#### [Task prompt]
Return only this: the line with "Target — lake water" and all the lines that follow it below, through the final one, exactly as they are.

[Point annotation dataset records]

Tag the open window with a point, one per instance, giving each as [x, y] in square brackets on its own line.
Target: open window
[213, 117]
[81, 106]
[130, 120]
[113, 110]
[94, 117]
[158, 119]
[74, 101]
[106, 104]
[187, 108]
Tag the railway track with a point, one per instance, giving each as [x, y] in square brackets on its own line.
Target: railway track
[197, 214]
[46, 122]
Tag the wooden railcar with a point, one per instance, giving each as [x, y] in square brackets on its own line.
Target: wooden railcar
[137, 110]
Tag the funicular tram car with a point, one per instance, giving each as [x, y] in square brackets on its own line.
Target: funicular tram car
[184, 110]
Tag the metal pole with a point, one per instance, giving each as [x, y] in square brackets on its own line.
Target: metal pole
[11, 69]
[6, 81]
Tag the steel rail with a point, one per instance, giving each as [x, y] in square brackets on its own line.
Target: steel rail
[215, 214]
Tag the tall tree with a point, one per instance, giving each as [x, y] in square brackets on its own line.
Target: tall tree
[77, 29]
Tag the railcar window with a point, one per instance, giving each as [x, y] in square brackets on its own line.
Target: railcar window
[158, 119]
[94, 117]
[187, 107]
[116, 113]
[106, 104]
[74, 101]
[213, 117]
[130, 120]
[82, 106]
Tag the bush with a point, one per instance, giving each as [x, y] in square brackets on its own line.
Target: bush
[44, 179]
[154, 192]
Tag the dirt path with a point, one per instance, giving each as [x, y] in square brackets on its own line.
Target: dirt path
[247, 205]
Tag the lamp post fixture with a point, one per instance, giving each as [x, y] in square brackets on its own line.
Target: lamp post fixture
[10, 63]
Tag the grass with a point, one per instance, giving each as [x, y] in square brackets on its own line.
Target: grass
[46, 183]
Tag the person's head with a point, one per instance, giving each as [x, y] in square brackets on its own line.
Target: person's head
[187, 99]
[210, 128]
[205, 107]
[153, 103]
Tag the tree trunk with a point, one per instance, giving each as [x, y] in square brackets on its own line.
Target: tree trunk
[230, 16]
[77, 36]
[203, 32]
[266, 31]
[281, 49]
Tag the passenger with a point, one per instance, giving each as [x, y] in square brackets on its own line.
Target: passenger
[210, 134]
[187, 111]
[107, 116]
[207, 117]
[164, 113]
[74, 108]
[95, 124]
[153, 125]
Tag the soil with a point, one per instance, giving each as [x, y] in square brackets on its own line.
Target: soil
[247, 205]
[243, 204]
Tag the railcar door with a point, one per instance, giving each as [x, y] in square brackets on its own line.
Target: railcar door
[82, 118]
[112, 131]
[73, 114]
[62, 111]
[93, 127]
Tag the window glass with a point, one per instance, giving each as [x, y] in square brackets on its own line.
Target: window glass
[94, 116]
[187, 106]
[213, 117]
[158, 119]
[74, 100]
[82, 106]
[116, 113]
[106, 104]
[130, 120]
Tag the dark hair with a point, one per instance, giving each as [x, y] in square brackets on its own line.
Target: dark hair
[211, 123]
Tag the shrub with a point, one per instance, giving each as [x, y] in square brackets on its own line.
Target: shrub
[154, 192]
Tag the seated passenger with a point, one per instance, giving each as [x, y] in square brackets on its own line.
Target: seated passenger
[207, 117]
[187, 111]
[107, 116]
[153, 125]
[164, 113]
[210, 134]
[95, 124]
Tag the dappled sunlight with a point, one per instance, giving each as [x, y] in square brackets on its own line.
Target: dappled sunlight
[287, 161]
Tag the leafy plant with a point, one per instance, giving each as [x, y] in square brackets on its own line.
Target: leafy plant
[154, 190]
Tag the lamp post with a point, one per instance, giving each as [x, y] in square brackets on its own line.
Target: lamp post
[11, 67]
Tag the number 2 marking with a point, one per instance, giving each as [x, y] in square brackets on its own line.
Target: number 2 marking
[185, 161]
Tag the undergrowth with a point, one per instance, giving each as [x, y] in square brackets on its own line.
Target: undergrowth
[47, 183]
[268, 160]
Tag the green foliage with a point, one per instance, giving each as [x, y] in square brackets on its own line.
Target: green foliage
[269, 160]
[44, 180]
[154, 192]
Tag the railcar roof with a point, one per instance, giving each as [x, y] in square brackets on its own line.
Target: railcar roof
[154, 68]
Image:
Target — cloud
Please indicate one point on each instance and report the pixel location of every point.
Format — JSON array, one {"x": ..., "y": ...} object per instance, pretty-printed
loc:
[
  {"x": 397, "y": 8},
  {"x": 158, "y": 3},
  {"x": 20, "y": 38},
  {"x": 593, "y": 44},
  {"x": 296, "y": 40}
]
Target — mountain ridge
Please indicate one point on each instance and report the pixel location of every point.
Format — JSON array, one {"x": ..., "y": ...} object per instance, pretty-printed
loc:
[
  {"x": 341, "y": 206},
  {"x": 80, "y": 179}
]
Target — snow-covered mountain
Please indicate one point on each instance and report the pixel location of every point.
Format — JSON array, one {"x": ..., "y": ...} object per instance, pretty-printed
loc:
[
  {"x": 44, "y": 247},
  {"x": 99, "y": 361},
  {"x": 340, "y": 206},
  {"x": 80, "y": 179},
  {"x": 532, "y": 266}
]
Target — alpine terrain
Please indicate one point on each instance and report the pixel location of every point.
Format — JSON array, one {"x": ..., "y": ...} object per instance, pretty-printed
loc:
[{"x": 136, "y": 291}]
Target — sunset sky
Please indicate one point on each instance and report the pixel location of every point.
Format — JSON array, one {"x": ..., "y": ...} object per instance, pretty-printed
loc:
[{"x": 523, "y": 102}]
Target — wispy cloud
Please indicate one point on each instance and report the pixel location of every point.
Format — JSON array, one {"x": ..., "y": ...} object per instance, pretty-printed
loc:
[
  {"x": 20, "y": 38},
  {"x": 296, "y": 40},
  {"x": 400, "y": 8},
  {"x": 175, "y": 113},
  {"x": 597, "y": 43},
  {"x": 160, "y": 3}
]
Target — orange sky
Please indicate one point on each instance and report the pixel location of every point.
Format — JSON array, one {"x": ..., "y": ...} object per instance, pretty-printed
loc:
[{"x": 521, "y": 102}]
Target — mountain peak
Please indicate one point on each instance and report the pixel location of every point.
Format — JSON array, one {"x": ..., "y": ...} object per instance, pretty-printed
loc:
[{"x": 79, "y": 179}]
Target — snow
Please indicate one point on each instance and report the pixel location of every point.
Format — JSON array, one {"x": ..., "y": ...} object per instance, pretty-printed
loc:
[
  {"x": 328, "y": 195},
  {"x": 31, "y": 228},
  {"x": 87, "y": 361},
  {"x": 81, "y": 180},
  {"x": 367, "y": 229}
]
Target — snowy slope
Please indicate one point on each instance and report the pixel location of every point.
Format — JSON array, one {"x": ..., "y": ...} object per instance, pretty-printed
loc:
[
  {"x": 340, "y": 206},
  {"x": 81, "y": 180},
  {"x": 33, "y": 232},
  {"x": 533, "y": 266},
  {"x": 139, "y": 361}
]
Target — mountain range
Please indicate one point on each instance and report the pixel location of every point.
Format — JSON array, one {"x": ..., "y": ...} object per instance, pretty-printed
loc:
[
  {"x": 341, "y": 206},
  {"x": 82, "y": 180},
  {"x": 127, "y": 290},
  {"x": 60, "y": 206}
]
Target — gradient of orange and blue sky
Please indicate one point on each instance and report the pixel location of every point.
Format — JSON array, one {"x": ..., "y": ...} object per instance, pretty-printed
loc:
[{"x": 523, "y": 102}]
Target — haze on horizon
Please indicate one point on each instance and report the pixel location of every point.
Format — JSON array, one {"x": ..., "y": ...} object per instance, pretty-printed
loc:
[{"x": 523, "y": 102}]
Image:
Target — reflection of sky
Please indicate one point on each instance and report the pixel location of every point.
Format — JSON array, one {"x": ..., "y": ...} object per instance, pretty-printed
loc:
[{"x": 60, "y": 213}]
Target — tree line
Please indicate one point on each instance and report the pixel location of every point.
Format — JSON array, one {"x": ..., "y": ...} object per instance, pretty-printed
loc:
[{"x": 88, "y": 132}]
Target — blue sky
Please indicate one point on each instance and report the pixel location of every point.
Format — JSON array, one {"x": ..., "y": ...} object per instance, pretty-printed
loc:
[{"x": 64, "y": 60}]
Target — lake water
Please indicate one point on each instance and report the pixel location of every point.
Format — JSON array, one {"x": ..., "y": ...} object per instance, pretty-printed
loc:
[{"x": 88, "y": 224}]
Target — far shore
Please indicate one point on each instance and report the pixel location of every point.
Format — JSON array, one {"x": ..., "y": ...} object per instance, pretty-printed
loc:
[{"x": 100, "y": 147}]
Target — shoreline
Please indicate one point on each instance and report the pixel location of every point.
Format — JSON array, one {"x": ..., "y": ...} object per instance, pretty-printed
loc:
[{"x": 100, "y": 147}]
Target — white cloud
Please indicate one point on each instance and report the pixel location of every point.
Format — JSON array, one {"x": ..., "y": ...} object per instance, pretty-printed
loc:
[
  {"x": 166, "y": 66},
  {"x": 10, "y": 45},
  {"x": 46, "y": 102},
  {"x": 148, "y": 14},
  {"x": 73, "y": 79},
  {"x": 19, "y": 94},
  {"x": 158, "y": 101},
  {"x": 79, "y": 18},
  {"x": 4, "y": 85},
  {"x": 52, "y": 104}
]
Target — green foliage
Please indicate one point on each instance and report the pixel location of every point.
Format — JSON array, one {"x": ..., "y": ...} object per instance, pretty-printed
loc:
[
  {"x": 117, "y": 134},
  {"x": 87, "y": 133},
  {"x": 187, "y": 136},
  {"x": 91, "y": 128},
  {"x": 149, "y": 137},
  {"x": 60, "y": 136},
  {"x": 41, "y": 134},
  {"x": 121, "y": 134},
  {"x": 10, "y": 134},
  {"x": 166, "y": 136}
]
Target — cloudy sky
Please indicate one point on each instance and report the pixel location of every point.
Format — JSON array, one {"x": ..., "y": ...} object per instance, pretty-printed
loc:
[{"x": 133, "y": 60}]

#### [Reply to the exercise]
Target — lake water
Please indicate one point on each instance and report the pixel location of every point.
Format — JSON array, one {"x": ..., "y": ...} object per instance, pretty-printed
loc:
[{"x": 88, "y": 224}]
Target — far shore
Please indicate one point on each instance and report the pixel location of every point.
Format — JSON array, one {"x": ..., "y": ...} object per instance, pretty-printed
loc:
[{"x": 100, "y": 147}]
Target — shoreline
Please indicate one point on each instance and report the pixel location of every point.
Format — JSON array, one {"x": ..., "y": ...} object per instance, pretty-printed
loc:
[{"x": 100, "y": 147}]
Target — white cloud
Please indicate one point on each instance and report the pixel location of every point.
Format — JSON array, one {"x": ..., "y": ...} object per instance, pretty-printed
loc:
[
  {"x": 166, "y": 66},
  {"x": 10, "y": 45},
  {"x": 46, "y": 102},
  {"x": 148, "y": 14},
  {"x": 73, "y": 79},
  {"x": 19, "y": 94},
  {"x": 158, "y": 101},
  {"x": 79, "y": 18},
  {"x": 4, "y": 85},
  {"x": 52, "y": 104}
]
Target — green foliage
Please indicate one point on each instance and report the pixel location of every point.
Format — JSON array, one {"x": ..., "y": ...} object per instance, pretty-printed
loc:
[
  {"x": 117, "y": 134},
  {"x": 87, "y": 133},
  {"x": 187, "y": 136},
  {"x": 91, "y": 128},
  {"x": 149, "y": 137},
  {"x": 60, "y": 136},
  {"x": 41, "y": 134},
  {"x": 121, "y": 134},
  {"x": 10, "y": 134},
  {"x": 166, "y": 136}
]
Target — cloudy sky
Please indicate one point on each instance and report the pixel location of every point.
Format — JSON array, one {"x": ..., "y": ...} object per instance, pretty-printed
loc:
[{"x": 133, "y": 60}]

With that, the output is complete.